What you have to do: Set down the whole listing that follows, precisely as written.

Available data:

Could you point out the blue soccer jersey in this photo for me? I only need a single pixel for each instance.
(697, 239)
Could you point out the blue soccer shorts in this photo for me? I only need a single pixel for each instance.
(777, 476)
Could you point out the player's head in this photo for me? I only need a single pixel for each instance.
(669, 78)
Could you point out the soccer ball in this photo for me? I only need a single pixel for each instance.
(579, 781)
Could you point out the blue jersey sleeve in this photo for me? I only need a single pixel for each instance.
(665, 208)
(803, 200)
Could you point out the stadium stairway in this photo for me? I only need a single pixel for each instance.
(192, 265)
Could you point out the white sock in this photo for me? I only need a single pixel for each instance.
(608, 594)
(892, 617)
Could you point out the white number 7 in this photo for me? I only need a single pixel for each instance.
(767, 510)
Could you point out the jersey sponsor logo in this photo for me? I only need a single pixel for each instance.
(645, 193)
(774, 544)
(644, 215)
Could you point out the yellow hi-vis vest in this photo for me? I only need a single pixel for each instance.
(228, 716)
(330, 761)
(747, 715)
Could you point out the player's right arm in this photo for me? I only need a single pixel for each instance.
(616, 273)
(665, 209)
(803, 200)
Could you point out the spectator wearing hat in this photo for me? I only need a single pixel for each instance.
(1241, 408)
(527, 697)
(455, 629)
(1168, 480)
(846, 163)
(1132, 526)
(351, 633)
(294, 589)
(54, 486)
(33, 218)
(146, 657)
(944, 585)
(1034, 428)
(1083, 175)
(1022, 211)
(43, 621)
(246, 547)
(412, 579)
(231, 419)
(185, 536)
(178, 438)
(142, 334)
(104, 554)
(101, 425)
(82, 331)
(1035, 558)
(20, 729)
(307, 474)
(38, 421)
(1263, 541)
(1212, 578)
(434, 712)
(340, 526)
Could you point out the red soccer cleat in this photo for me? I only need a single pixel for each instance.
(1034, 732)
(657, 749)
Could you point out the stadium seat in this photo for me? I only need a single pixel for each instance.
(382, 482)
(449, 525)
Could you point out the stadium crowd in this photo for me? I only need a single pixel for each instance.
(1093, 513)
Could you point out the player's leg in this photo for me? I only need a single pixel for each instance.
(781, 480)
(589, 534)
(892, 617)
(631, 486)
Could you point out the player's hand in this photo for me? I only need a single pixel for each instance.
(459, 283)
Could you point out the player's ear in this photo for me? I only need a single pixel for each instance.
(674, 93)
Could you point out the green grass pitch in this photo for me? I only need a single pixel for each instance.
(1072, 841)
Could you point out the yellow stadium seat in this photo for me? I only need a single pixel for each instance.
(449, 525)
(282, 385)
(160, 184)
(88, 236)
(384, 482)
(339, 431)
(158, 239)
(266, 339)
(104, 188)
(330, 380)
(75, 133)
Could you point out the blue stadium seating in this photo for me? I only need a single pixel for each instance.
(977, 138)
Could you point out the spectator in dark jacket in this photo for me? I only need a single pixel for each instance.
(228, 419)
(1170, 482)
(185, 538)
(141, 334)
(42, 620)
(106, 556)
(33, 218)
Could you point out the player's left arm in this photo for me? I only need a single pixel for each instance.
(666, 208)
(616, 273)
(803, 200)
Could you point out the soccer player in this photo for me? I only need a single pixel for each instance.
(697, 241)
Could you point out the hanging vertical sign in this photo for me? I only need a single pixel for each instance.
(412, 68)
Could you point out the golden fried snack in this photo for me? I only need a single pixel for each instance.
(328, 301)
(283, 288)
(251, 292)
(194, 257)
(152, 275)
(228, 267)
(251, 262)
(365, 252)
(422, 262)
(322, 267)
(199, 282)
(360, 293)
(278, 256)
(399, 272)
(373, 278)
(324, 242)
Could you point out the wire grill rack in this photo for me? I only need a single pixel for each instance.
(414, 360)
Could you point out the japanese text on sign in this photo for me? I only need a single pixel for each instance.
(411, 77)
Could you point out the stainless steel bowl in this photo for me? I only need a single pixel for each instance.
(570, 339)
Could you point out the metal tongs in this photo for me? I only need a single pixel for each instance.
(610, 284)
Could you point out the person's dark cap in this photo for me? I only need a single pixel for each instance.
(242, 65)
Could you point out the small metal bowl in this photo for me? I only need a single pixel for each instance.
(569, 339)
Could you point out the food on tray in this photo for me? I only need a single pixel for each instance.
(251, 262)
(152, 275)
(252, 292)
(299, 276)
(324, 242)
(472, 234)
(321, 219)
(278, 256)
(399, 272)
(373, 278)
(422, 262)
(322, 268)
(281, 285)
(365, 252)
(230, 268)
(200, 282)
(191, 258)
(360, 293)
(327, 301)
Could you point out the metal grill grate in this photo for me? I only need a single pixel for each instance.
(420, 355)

Written reply:
Could you point out the blue soccer jersey in this photo for me? I only need a single pixel for each instance.
(697, 239)
Could you point out the blue soccer shorts in this photo for me? I only need a single pixel for each instance.
(777, 476)
Could you point out the player's head in this photo for me? I only need a single pixel for each instance.
(669, 78)
Could you point out the soccer ball in this photo for me? I only need a single pixel for each instance.
(579, 781)
Could you point out the blue jersey sleeve in this photo for me? I only need a single pixel for each instance.
(665, 208)
(803, 200)
Could you point out the stadium stairway in this photo for me? I only need a single pixel for each instance.
(192, 265)
Could you point out the white sock in this photo for me? I only need a single pixel for each instance.
(608, 594)
(892, 617)
Could you point out the white number 7 in this photo for me? I only need a single pixel for each instance.
(767, 510)
Could you point out the jersey sponsor logo in this photo for me? I only need a single pixel for each instance.
(645, 193)
(774, 544)
(644, 215)
Could you point out the yellow hi-vis vest in this photo for me? I only need a single pixel for each instance.
(228, 716)
(330, 761)
(747, 715)
Could you point out the player's right arm in this photo for me? I only need a single pixel for each instance.
(616, 273)
(665, 209)
(803, 200)
Could you point out the spectator wearing hat in this photo for me? I only need a single pixel for each instance.
(1241, 408)
(527, 697)
(455, 629)
(1168, 480)
(846, 163)
(1132, 526)
(351, 633)
(294, 589)
(54, 486)
(33, 218)
(146, 657)
(944, 585)
(1034, 428)
(1083, 175)
(1022, 211)
(43, 621)
(246, 547)
(412, 579)
(231, 419)
(185, 536)
(178, 438)
(142, 334)
(104, 554)
(101, 425)
(82, 331)
(1035, 558)
(20, 729)
(307, 474)
(38, 421)
(1263, 541)
(1212, 578)
(434, 712)
(340, 526)
Could you point out the red soccer cleat in this photo for me? I only need a single pixel for each instance.
(1034, 732)
(657, 749)
Could you point out the stadium seat in this photo for me? I only need a single pixel for each instance.
(382, 482)
(449, 525)
Could you point out the stadium crowd in this photo for me? I only need a single pixel for each instance.
(1093, 513)
Could you point out the player's leg in this photo for me? I only need a single pixel for each instance.
(781, 480)
(589, 534)
(892, 617)
(631, 486)
Could you point out the player's hand in this photo for me? I only need a single pixel for each instance.
(459, 283)
Could you point out the player's ear in this photo for me? I only need a single pixel for each instance.
(674, 93)
Could you point out the green grass pitch in this photo for me? I only need a single pixel for each instance.
(1072, 841)
Could you point out the yellow stadium seat in this photo for me? I only need a single pixel for each instance.
(449, 525)
(282, 385)
(160, 184)
(88, 236)
(384, 482)
(339, 431)
(158, 239)
(266, 339)
(104, 188)
(330, 380)
(75, 133)
Could you point out the blue stadium seating in this photo for me? I only need a single pixel for each instance.
(977, 138)
Could you point out the spectator in dark jacket in this photo for me? I only need a single pixel for each instance.
(228, 419)
(1170, 482)
(185, 538)
(141, 334)
(42, 620)
(106, 556)
(33, 218)
Could you point out the player's left arm in this photo for me? I only need a single pixel for each instance.
(666, 208)
(616, 273)
(803, 200)
Could you point out the soccer player in this photo for me? I only need a single pixel for each instance.
(697, 241)
Could you point out the hanging vertical sign in this photo for me? I only need a single pixel for each instance.
(412, 68)
Could you point out the golden fried snack in this photo for me? I only need a single pixel for each instance.
(328, 301)
(283, 288)
(251, 292)
(194, 257)
(152, 275)
(228, 267)
(251, 262)
(365, 252)
(422, 262)
(322, 267)
(199, 282)
(360, 293)
(278, 256)
(399, 272)
(373, 278)
(324, 242)
Could you point out the wire grill rack in this photo for me? I only need a single pixel for each instance.
(414, 360)
Could you point out the japanese text on sign in this photo for me? I only need a single pixel for each instance.
(411, 77)
Could you point out the stainless steel bowl in this photo for me? I only need a single pixel for each instance.
(570, 339)
Could you point out the metal tongs in this photo for me? I only need a single pixel for each instance.
(610, 284)
Could you point out the person's dark cap in this photo for me? I only need a single pixel for each instance.
(242, 65)
Could you point out the small metal bowl in this photo for me? I only need a single pixel for each instance.
(569, 339)
Could you point out the food on tray in this photo for me? I only need a single pixel for each instance.
(251, 262)
(152, 275)
(252, 292)
(299, 276)
(324, 242)
(472, 234)
(321, 219)
(278, 256)
(399, 272)
(373, 278)
(422, 262)
(322, 268)
(281, 285)
(365, 252)
(230, 268)
(200, 282)
(191, 258)
(360, 293)
(327, 301)
Could you point out the metal grill grate in this photo for me? I only need a single pixel for each instance.
(420, 355)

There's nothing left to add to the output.